Material provided ▸

---------------

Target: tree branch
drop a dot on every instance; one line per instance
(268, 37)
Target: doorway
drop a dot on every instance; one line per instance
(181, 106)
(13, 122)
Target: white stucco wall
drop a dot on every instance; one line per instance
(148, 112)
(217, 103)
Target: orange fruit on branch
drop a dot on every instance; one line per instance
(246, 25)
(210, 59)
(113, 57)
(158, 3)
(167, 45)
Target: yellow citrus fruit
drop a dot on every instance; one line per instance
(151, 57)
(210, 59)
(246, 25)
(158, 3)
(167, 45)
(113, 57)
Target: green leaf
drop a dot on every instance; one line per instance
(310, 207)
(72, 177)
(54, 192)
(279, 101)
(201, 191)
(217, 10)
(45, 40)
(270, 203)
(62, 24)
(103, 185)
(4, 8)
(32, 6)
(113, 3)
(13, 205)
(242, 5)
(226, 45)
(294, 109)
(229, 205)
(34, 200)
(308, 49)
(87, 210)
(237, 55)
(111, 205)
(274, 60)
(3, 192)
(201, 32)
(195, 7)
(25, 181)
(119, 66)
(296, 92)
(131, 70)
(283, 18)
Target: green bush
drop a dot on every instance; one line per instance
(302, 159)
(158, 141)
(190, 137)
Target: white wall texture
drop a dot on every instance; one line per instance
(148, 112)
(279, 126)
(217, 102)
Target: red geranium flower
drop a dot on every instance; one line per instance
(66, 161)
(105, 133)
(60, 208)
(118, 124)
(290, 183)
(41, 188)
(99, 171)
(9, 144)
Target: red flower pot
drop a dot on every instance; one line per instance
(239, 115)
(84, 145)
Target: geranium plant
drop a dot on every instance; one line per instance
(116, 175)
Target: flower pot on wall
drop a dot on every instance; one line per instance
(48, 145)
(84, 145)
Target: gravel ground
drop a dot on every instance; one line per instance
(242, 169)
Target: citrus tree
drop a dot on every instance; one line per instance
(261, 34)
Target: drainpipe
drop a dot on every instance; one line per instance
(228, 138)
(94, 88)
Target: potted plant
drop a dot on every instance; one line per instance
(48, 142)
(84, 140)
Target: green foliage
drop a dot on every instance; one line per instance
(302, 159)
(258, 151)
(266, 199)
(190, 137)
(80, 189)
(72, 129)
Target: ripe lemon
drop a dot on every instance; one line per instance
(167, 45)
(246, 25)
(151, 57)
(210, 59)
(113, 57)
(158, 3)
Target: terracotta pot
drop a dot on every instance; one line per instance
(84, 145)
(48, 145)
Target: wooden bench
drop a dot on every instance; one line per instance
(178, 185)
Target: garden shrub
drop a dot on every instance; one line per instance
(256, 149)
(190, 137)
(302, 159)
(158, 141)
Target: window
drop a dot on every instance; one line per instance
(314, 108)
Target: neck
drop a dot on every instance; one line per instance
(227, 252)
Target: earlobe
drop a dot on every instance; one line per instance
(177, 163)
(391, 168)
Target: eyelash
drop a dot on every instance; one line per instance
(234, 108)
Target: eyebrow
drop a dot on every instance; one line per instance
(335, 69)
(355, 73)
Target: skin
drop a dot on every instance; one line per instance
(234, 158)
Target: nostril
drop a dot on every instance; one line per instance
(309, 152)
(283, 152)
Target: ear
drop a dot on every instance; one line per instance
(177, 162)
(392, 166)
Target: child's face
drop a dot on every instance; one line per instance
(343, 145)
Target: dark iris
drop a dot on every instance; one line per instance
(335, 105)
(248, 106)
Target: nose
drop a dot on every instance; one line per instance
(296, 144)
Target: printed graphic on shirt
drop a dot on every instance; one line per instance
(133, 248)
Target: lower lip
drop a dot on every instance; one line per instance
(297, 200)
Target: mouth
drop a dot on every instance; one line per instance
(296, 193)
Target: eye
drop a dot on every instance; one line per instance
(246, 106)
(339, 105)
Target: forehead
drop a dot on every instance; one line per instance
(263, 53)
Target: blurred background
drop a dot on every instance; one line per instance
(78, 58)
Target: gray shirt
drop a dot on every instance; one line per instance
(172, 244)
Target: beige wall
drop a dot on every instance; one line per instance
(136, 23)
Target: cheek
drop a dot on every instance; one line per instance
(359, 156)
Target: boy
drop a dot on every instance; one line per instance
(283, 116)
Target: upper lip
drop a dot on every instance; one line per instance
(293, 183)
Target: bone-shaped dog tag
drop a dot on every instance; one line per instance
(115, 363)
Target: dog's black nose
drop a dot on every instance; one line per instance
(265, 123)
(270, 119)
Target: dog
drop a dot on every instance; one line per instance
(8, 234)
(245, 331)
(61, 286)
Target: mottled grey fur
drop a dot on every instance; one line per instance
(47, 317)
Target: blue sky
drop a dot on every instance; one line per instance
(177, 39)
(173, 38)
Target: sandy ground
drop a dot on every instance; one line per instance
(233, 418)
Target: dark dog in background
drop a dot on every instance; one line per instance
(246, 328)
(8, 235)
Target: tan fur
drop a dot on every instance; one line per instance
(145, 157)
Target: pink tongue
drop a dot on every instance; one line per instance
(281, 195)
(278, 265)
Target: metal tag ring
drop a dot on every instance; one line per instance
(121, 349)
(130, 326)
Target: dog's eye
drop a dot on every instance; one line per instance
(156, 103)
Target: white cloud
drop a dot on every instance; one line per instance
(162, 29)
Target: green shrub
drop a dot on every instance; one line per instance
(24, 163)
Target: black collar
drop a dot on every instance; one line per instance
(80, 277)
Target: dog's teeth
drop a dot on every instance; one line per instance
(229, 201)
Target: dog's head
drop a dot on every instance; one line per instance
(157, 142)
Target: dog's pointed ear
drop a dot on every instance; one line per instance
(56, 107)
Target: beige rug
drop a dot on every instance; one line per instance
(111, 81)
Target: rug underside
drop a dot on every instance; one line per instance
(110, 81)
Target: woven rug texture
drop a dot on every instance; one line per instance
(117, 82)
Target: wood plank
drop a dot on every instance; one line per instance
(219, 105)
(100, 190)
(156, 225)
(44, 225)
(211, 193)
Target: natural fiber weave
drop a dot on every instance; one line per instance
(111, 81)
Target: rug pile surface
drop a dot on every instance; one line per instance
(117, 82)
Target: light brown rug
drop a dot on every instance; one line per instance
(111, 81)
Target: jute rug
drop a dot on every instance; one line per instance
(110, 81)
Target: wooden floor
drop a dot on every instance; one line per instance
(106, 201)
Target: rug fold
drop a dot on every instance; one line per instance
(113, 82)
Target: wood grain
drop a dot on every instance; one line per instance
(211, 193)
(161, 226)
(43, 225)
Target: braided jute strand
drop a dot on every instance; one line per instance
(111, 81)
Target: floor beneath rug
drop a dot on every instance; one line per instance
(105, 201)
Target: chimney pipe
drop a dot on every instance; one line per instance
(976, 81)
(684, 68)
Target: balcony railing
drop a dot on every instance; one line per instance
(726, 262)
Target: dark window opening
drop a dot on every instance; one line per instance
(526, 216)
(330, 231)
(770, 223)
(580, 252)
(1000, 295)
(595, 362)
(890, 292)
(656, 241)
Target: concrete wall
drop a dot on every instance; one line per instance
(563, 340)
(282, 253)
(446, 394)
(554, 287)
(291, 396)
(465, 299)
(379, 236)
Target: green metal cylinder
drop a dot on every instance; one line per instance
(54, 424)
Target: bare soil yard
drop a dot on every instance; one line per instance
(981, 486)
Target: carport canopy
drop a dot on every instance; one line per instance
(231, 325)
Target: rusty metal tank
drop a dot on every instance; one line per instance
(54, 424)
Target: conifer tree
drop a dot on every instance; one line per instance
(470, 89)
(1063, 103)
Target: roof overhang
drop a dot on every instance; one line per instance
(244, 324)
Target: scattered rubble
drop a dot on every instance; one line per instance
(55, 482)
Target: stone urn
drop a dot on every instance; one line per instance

---------------

Given exercise ▸ Put the entries above into a JSON list of strings, one string for each line, and leave out any blank lines.

Written solution ▸
[
  "Target: tree branch",
  "drop a dot on every instance; one line per instance",
  "(268, 37)",
  "Target: doorway",
  "drop a dot on every instance; one line per instance",
  "(181, 106)",
  "(13, 122)",
  "Target: white stucco wall",
  "drop a dot on every instance; one line per instance",
  "(148, 112)",
  "(217, 103)",
  "Target: orange fruit on branch",
  "drop a dot on every instance; one line per instance",
  "(246, 25)",
  "(210, 59)",
  "(113, 57)",
  "(158, 3)",
  "(167, 45)",
  "Target: yellow citrus fruit",
  "drop a dot on every instance; one line per instance",
  "(151, 57)",
  "(210, 59)",
  "(246, 25)",
  "(158, 3)",
  "(167, 45)",
  "(113, 57)",
  "Target: green leaf",
  "drop a dot on every instance; one line per instance",
  "(310, 207)",
  "(72, 177)",
  "(54, 192)",
  "(279, 101)",
  "(201, 191)",
  "(217, 10)",
  "(45, 40)",
  "(270, 203)",
  "(62, 24)",
  "(103, 185)",
  "(4, 8)",
  "(32, 6)",
  "(113, 3)",
  "(13, 205)",
  "(242, 5)",
  "(226, 45)",
  "(294, 109)",
  "(229, 205)",
  "(34, 200)",
  "(308, 49)",
  "(87, 210)",
  "(237, 55)",
  "(111, 205)",
  "(274, 60)",
  "(3, 192)",
  "(201, 32)",
  "(195, 7)",
  "(25, 181)",
  "(119, 66)",
  "(296, 92)",
  "(131, 70)",
  "(283, 18)",
  "Target: green bush",
  "drop a dot on every instance; one line per instance",
  "(302, 159)",
  "(158, 141)",
  "(190, 137)",
  "Target: white wall texture",
  "drop a dot on every instance; one line per instance",
  "(148, 112)",
  "(279, 126)",
  "(217, 102)",
  "Target: red geranium flower",
  "drop a dot on every instance; one line per instance",
  "(66, 161)",
  "(105, 133)",
  "(60, 208)",
  "(118, 124)",
  "(290, 183)",
  "(41, 188)",
  "(99, 171)",
  "(9, 144)",
  "Target: red flower pot",
  "drop a dot on every instance; one line per instance",
  "(239, 115)",
  "(84, 145)",
  "Target: geranium plant",
  "drop a dot on every instance; one line per instance",
  "(116, 175)",
  "Target: flower pot on wall",
  "drop a dot on every instance; one line per instance",
  "(48, 145)",
  "(84, 145)",
  "Target: gravel ground",
  "drop a dot on every instance; one line per instance",
  "(242, 169)",
  "Target: citrus tree",
  "drop a dot on every instance; one line per instance",
  "(261, 34)",
  "Target: drainpipe",
  "drop a dot on every instance; one line per instance",
  "(228, 138)",
  "(94, 88)",
  "Target: potted plant",
  "drop a dot on every instance; one line per instance",
  "(48, 142)",
  "(84, 140)",
  "Target: green foliage",
  "drop a dot on every instance; one line per instance",
  "(302, 159)",
  "(258, 151)",
  "(266, 199)",
  "(190, 137)",
  "(80, 189)",
  "(72, 129)",
  "Target: ripe lemon",
  "drop a dot on every instance; one line per instance",
  "(167, 45)",
  "(246, 25)",
  "(151, 57)",
  "(210, 59)",
  "(113, 57)",
  "(158, 3)",
  "Target: terracotta pot",
  "drop a dot on every instance; one line per instance",
  "(84, 145)",
  "(48, 145)",
  "Target: wooden bench",
  "drop a dot on every instance; one line per instance",
  "(178, 185)",
  "Target: garden shrub",
  "drop a dot on every instance; one line per instance",
  "(256, 149)",
  "(190, 137)",
  "(302, 159)",
  "(158, 141)",
  "Target: window",
  "drop a dot on every instance; one line per instance",
  "(314, 108)",
  "Target: neck",
  "drop a dot on every instance; one line per instance",
  "(227, 252)",
  "Target: earlobe",
  "drop a dot on every instance; one line per instance",
  "(177, 163)",
  "(391, 168)",
  "Target: eyelash",
  "drop a dot on every instance; one line per instance",
  "(234, 108)",
  "Target: eyebrow",
  "drop a dot on every instance; one line per instance",
  "(335, 69)",
  "(355, 73)",
  "Target: skin",
  "drop a dot on every instance; one line per instance",
  "(234, 158)",
  "Target: nostril",
  "drop a dot on every instance; one line per instance",
  "(309, 152)",
  "(283, 152)",
  "Target: ear",
  "drop a dot on every instance; one line per instance",
  "(177, 162)",
  "(392, 166)",
  "Target: child's face",
  "drop a dot on every instance; one line per instance",
  "(343, 145)",
  "Target: dark iris",
  "drop a dot on every instance; one line per instance",
  "(335, 105)",
  "(248, 106)",
  "Target: nose",
  "drop a dot on every instance; one line per instance",
  "(296, 144)",
  "Target: printed graphic on shirt",
  "drop a dot on every instance; one line per instance",
  "(133, 248)",
  "Target: lower lip",
  "drop a dot on every instance; one line per instance",
  "(297, 200)",
  "Target: mouth",
  "drop a dot on every instance; one line per instance",
  "(296, 193)",
  "Target: eye",
  "drop a dot on every instance; one line per instance",
  "(246, 106)",
  "(339, 105)",
  "Target: forehead",
  "drop a dot on every instance; one line per instance",
  "(263, 53)",
  "Target: blurred background",
  "drop a dot on every instance; one line per instance",
  "(78, 58)",
  "Target: gray shirt",
  "drop a dot on every instance; one line per instance",
  "(172, 244)",
  "Target: beige wall",
  "drop a dot on every instance; one line per instance",
  "(136, 23)",
  "Target: cheek",
  "drop a dot on every instance; one line per instance",
  "(359, 156)",
  "Target: boy",
  "drop a dot on every instance; one line per instance",
  "(283, 116)",
  "Target: upper lip",
  "drop a dot on every instance; one line per instance",
  "(293, 183)",
  "Target: bone-shaped dog tag",
  "drop a dot on every instance; one line per instance",
  "(115, 363)",
  "Target: dog's black nose",
  "drop a dot on every instance; one line per instance",
  "(265, 123)",
  "(270, 119)",
  "Target: dog",
  "drop a dot on every instance; one line per instance",
  "(8, 234)",
  "(245, 331)",
  "(61, 286)",
  "Target: mottled grey fur",
  "drop a dot on every instance; one line per instance",
  "(47, 317)",
  "Target: blue sky",
  "drop a dot on every instance; one line per instance",
  "(177, 39)",
  "(173, 38)",
  "Target: sandy ground",
  "drop a dot on every instance; one line per instance",
  "(233, 418)",
  "Target: dark dog in background",
  "drop a dot on every instance; one line per instance",
  "(246, 328)",
  "(8, 235)",
  "Target: tan fur",
  "drop a dot on every instance; one line per instance",
  "(145, 157)",
  "Target: pink tongue",
  "drop a dot on every instance; one line per instance",
  "(281, 195)",
  "(278, 265)",
  "Target: metal tag ring",
  "drop a dot on every instance; one line per instance",
  "(121, 349)",
  "(130, 326)",
  "Target: dog's eye",
  "drop a dot on every instance; one line per instance",
  "(156, 103)",
  "Target: white cloud",
  "drop a dot on every instance; one line per instance",
  "(162, 29)",
  "Target: green shrub",
  "drop a dot on every instance; one line per instance",
  "(24, 163)",
  "Target: black collar",
  "drop a dot on every instance; one line per instance",
  "(80, 277)",
  "Target: dog's teeth",
  "drop a dot on every instance; one line per instance",
  "(229, 201)",
  "Target: dog's head",
  "drop a dot on every instance; one line per instance",
  "(157, 142)",
  "Target: dog's pointed ear",
  "drop a dot on every instance; one line per instance",
  "(56, 107)",
  "Target: beige rug",
  "drop a dot on every instance; one line per instance",
  "(111, 81)",
  "Target: rug underside",
  "drop a dot on every instance; one line per instance",
  "(110, 81)",
  "Target: woven rug texture",
  "drop a dot on every instance; one line per instance",
  "(117, 82)",
  "Target: wood plank",
  "drop a dot on every instance; one line per instance",
  "(219, 105)",
  "(100, 190)",
  "(156, 225)",
  "(44, 225)",
  "(211, 193)",
  "Target: natural fiber weave",
  "drop a dot on every instance; one line per instance",
  "(111, 81)",
  "Target: rug pile surface",
  "drop a dot on every instance; one line per instance",
  "(117, 82)",
  "Target: light brown rug",
  "drop a dot on every instance; one line per instance",
  "(111, 81)",
  "Target: jute rug",
  "drop a dot on every instance; one line per instance",
  "(110, 81)",
  "Target: wooden floor",
  "drop a dot on every instance; one line per instance",
  "(106, 201)",
  "Target: rug fold",
  "drop a dot on every instance; one line per instance",
  "(113, 82)",
  "Target: wood grain",
  "drop a dot on every instance; one line per instance",
  "(211, 193)",
  "(161, 226)",
  "(43, 225)",
  "Target: braided jute strand",
  "drop a dot on every instance; one line per instance",
  "(111, 81)",
  "Target: floor beneath rug",
  "drop a dot on every instance; one line per instance",
  "(105, 201)",
  "Target: chimney pipe",
  "drop a dot on every instance; one line per instance",
  "(976, 81)",
  "(684, 68)",
  "Target: balcony railing",
  "drop a dot on every instance; one line per instance",
  "(726, 262)",
  "Target: dark window opening",
  "drop a dot on every instance; one line per instance",
  "(526, 216)",
  "(330, 231)",
  "(770, 223)",
  "(580, 252)",
  "(1000, 295)",
  "(595, 362)",
  "(890, 292)",
  "(656, 241)",
  "Target: concrete wall",
  "drop a dot on every instance; one line per instance",
  "(563, 340)",
  "(282, 253)",
  "(446, 394)",
  "(554, 287)",
  "(291, 396)",
  "(465, 299)",
  "(379, 236)",
  "Target: green metal cylinder",
  "drop a dot on every instance; one line per instance",
  "(54, 424)",
  "Target: bare soil yard",
  "drop a dot on every instance; one line per instance",
  "(981, 486)",
  "Target: carport canopy",
  "drop a dot on every instance; one line per instance",
  "(231, 325)",
  "Target: rusty metal tank",
  "drop a dot on every instance; one line per instance",
  "(54, 424)",
  "Target: conifer tree",
  "drop a dot on every instance; one line per instance",
  "(470, 89)",
  "(1063, 103)",
  "Target: roof overhang",
  "drop a dot on every instance; one line per instance",
  "(244, 324)",
  "Target: scattered rubble",
  "drop a dot on every instance; one line per instance",
  "(55, 482)",
  "Target: stone urn",
  "drop a dot on every instance; one line per instance"
]